WHAT TO PRODUCE — Lay out the lines of the records below as a JSON list of strings, one string per line and no blank lines. Include only the lines from the one containing "Where within the image shown above has the white" through the end of the records, inclusive.
--- START OF LISTED RECORDS ---
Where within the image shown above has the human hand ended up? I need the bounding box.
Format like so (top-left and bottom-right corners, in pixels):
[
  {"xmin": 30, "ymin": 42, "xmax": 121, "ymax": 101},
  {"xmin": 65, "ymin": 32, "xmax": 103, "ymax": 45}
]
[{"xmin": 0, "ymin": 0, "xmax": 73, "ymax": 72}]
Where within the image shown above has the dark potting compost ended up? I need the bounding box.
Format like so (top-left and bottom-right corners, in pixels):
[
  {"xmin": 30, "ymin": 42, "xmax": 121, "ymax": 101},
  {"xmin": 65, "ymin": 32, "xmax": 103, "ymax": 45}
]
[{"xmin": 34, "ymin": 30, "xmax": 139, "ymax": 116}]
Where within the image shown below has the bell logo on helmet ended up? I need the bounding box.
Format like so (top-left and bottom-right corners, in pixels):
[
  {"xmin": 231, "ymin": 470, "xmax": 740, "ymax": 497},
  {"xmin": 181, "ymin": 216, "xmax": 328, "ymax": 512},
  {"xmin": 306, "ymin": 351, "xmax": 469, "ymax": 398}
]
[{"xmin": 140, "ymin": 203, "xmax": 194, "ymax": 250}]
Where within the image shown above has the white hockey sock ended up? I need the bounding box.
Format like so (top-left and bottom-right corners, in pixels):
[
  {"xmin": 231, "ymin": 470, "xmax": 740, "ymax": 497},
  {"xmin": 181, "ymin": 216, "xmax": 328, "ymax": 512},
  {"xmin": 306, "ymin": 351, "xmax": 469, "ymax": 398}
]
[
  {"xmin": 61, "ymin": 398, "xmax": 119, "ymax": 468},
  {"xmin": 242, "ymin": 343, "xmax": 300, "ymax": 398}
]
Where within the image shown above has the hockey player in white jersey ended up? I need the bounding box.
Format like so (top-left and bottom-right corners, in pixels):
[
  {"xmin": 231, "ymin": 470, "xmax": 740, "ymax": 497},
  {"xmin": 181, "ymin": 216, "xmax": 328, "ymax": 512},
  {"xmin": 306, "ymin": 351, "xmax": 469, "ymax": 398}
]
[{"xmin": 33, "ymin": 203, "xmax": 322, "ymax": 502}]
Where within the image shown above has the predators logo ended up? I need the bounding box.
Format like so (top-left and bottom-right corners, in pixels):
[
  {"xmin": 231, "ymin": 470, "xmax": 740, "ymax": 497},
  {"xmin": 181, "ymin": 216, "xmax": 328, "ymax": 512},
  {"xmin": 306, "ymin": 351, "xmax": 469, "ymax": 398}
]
--- END OF LISTED RECORDS ---
TASK RESPONSE —
[
  "Where within the image shown above has the white hockey sock ended up? I need the bounding box.",
  "Format like so (top-left and bottom-right corners, in pixels):",
  "[",
  "  {\"xmin\": 231, \"ymin\": 470, \"xmax\": 740, \"ymax\": 497},",
  "  {\"xmin\": 181, \"ymin\": 216, \"xmax\": 328, \"ymax\": 512},",
  "  {\"xmin\": 306, \"ymin\": 351, \"xmax\": 469, \"ymax\": 398}",
  "]",
  "[",
  "  {\"xmin\": 61, \"ymin\": 398, \"xmax\": 119, \"ymax\": 468},",
  "  {\"xmin\": 242, \"ymin\": 343, \"xmax\": 300, \"ymax\": 398}",
  "]",
  "Where within the image shown above has the hockey player in white jersey ended up? I need the bounding box.",
  "Format like so (top-left and bottom-right corners, in pixels):",
  "[",
  "  {\"xmin\": 231, \"ymin\": 470, \"xmax\": 740, \"ymax\": 497},",
  "  {\"xmin\": 181, \"ymin\": 216, \"xmax\": 328, \"ymax\": 512},",
  "  {\"xmin\": 306, \"ymin\": 351, \"xmax\": 469, \"ymax\": 398}",
  "]",
  "[{\"xmin\": 33, \"ymin\": 203, \"xmax\": 322, \"ymax\": 502}]",
  "Where within the image shown above has the predators logo ended up? I need the bounding box.",
  "Format like so (top-left and bottom-right corners, in pixels):",
  "[",
  "  {\"xmin\": 231, \"ymin\": 470, \"xmax\": 740, \"ymax\": 497},",
  "  {\"xmin\": 181, \"ymin\": 216, \"xmax\": 328, \"ymax\": 512},",
  "  {\"xmin\": 306, \"ymin\": 351, \"xmax\": 469, \"ymax\": 398}",
  "]"
]